> _Input material_:
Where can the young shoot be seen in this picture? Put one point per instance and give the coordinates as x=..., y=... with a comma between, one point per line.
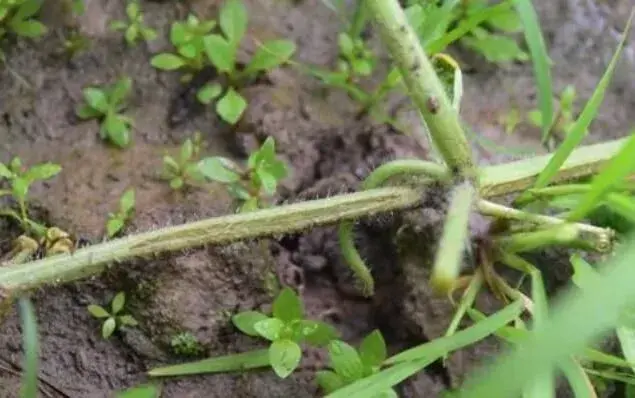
x=252, y=184
x=184, y=170
x=107, y=104
x=286, y=328
x=116, y=221
x=113, y=319
x=20, y=178
x=187, y=37
x=134, y=28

> _What needs to be done_: Scale the lines above by rewriting all of them, requests included, with every x and y coordinate in the answers multiplied by 0.45 and rounded to the nearest whole number, halves rounding up. Leave the pictures out.

> _Task solution_:
Where can the young shoot be seen in this picture? Put one point per instance and give the coordinates as x=..., y=... with a comma between, one point per line.
x=113, y=83
x=83, y=77
x=48, y=47
x=129, y=148
x=52, y=99
x=51, y=144
x=9, y=80
x=84, y=17
x=60, y=13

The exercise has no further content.